For the rest of us, making a living and maybe having more money at the end of the year than at the beginning is worth the risk of seeing movies that aren't critically acclaimed at the local video rental.

Jadde-ye morgh forooshi, called Chicken Street for the convenience of English-speaking tourists with cash, is either a tourist trap, or a wonderful place to shop for someone with power bargaining skills: depending on who you listen to.

It sounds like it's roughly equivalent to midtown Manhattan, with haggling. The price of real estate is close to New York's now, because of the economic boom.

Of course, there are still stretches of ruined homes. They're being pulled down to widen a road.

Seriously, there are still problems: car bombs; widows and orphans; and women in burkas begging on the street to feed their children.

And, there are the not-so-serious problems of traffic jams on the now-repaired roads.

Western soldiers, aware of the threat of car bombs, sometimes try to muscle their way through traffic. Afghans don't like that.

I said "western," not "American."

Here's the comic relief I mentioned.

The reporter who's "notebook" I've been getting some of my information from was sitting in a car with his local "fixer," Akbar, waiting in traffic, when a car hit theirs from behind.

From the Reporter's Notebook:"

"Of course, we looked to see who it was and perhaps sort out between us if there was any damage.

"Instead, we had an irate French soldier running up to our side window in full military fatigues brandishing a metal pole and screaming at us to get out of the way.

"Of course we tried but perhaps we didn’t move quickly enough for these gallic soldiers.

"As we pulled over, the driver of the white suburban drew his pistol and pointed it at us as the other gave us the finger.

"And as the armored suburban cars drew away, another soldier opened the side door and pointed his pistol at us.

"I was more saddened than shocked. These were not young soldiers as you see in the U.S. forces in Iraq but seasoned French troops who obviously couldn’t control themselves in an urban environment.

"Instead of quietly traveling through Kabul without bringing attention to themselves, which would be preferable to them and everyone else, they made themselves a target of potential attackers.

"The funny thing: As we followed them, they went around a roundabout the wrong way into traffic. Our final image was the French soldiers jumping out again screaming at car drivers to get out of the way.

"C‘est la vie and au revoir oh and bon voyage."

We can learn so much from the French!

Politics: Possible, Disastrous, or Unpalatable

Here's a thought, from the Quotes of the Day on iGoogle:

"Politics is not the art of the possible. It consists in choosing between the disastrous and the unpalatable." - John Kenneth Galbraith

It wouldn't hurt to recall this, when you're thinking about which candidate to support, and vote for.

News Bloopers: Enjoy

This is a change-of-pace for "Another War-on-Terror Blog."

I rely on traditional news reports for most of my information, since they seem to be accurate in matters of fact, for the most part.

While doing research for another blog today, I ran into "Things People Said: News Reports," a sort of blooper log of odd-to-weird slips-ups in the news.

This has very little to do with the subject of this blog, but the entries are funny. And quite British.

My favorites, today, are the headline, "Flawless Take-Off Marred By Hitch," and "Today Lesbian forces, sorry, that should be Lesbianese," from a televised news report. See if you can guess what country the "Lesbianese" forces were from, without seeing the entry.
□ □ □ □ □
_STATED TASK A_: Copy the passage of the blog excerpt that begins at the words "Seriously, there are" and stops after the words "don't like that.".

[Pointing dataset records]
□ □ □ □ □
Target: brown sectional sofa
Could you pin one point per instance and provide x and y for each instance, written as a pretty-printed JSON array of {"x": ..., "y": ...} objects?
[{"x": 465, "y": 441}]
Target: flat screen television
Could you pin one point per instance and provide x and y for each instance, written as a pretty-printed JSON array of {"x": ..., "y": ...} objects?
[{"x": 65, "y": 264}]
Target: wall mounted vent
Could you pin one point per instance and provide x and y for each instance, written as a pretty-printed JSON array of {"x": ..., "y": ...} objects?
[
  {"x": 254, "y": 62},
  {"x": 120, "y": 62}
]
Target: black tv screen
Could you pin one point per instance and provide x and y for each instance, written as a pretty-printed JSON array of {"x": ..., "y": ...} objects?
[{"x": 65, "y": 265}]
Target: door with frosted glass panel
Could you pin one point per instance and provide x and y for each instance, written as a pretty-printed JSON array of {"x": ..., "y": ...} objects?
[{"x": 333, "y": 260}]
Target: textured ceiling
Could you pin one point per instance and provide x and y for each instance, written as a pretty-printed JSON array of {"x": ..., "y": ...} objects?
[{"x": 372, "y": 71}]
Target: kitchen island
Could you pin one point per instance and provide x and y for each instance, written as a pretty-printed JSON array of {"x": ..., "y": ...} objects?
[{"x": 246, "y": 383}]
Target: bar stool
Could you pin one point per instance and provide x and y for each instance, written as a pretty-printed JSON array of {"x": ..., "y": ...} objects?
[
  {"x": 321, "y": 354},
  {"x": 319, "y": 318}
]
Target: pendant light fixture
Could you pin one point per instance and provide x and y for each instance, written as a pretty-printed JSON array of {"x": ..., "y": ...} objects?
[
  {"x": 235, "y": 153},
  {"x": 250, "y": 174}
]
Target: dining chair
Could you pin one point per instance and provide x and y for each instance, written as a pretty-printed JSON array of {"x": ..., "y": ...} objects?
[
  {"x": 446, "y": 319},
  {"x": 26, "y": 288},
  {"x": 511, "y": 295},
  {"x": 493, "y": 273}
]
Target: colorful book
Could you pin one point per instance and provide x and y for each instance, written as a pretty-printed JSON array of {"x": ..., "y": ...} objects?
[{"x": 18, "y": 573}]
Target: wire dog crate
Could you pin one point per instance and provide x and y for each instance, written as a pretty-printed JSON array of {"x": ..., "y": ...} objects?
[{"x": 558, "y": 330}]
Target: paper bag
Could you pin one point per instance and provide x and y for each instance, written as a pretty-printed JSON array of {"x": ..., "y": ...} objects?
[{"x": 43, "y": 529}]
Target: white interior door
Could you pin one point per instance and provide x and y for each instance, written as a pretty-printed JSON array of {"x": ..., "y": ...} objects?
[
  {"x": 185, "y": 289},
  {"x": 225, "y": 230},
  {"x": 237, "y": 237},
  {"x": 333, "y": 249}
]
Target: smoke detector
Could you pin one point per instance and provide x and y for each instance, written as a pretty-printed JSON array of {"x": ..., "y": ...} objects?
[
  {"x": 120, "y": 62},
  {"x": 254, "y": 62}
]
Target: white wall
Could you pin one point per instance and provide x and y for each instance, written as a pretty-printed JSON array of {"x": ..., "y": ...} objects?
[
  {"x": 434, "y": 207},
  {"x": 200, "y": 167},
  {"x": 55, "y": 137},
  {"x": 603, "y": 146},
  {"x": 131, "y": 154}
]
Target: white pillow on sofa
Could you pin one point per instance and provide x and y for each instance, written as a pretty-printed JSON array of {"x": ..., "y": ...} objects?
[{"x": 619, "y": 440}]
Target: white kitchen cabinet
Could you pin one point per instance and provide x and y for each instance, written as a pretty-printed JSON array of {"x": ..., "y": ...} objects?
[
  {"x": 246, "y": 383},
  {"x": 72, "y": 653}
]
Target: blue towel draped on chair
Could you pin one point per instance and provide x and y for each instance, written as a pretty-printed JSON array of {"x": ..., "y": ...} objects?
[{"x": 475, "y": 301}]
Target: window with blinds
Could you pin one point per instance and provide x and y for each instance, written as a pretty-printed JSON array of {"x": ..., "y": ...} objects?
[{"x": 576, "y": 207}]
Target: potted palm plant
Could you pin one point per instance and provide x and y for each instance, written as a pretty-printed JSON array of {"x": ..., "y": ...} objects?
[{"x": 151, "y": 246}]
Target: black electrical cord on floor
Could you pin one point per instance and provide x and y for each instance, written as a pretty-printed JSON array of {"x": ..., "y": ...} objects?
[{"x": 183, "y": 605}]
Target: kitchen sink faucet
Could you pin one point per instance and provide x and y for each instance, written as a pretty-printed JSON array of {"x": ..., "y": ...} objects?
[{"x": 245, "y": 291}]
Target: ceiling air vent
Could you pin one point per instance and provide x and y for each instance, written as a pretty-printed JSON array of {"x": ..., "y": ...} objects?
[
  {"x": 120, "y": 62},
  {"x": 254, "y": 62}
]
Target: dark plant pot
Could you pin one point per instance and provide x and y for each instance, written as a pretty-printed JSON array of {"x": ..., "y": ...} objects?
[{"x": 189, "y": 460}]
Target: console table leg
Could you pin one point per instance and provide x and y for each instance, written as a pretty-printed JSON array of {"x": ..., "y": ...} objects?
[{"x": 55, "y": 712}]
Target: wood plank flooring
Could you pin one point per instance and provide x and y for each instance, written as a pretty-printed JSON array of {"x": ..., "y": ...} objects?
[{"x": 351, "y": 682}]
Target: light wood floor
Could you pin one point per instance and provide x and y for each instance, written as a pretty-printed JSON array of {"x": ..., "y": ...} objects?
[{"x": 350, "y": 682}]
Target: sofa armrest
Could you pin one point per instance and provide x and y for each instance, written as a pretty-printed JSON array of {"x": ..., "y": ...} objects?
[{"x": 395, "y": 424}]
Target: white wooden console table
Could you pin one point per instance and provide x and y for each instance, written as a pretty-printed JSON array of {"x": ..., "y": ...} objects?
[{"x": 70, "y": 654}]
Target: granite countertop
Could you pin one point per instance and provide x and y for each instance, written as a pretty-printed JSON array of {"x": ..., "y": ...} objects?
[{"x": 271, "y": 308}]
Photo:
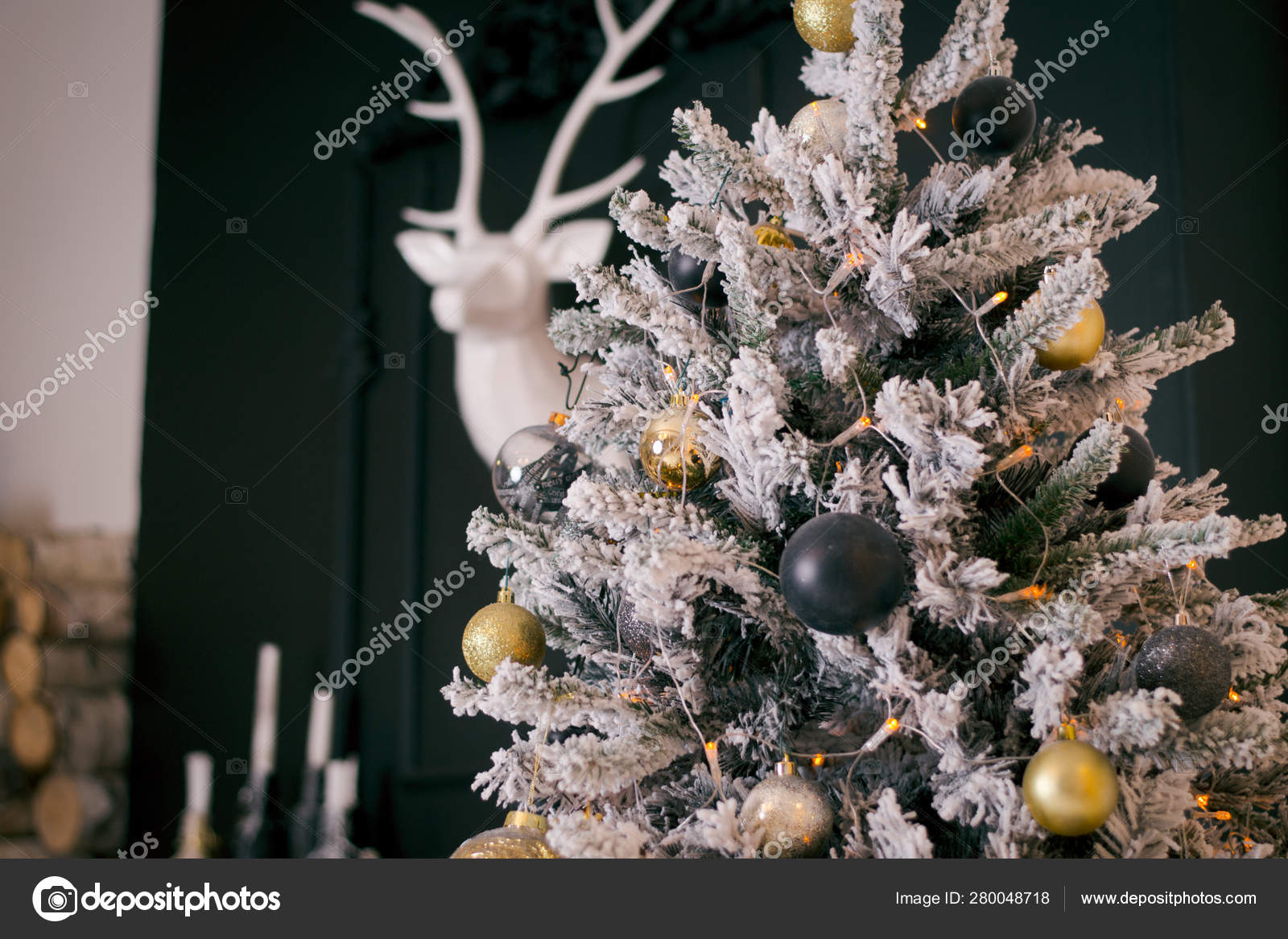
□ □ □ □ □
_STATED TASK B_: Report every line of the listing above that contains the string "wall".

_COMPLETE ANSWER A_:
Seriously, there are still problems: car bombs; widows and orphans; and women in burkas begging on the street to feed their children.

And, there are the not-so-serious problems of traffic jams on the now-repaired roads.

Western soldiers, aware of the threat of car bombs, sometimes try to muscle their way through traffic. Afghans don't like that.

_COMPLETE ANSWER B_:
Target: wall mounted vent
Target: white wall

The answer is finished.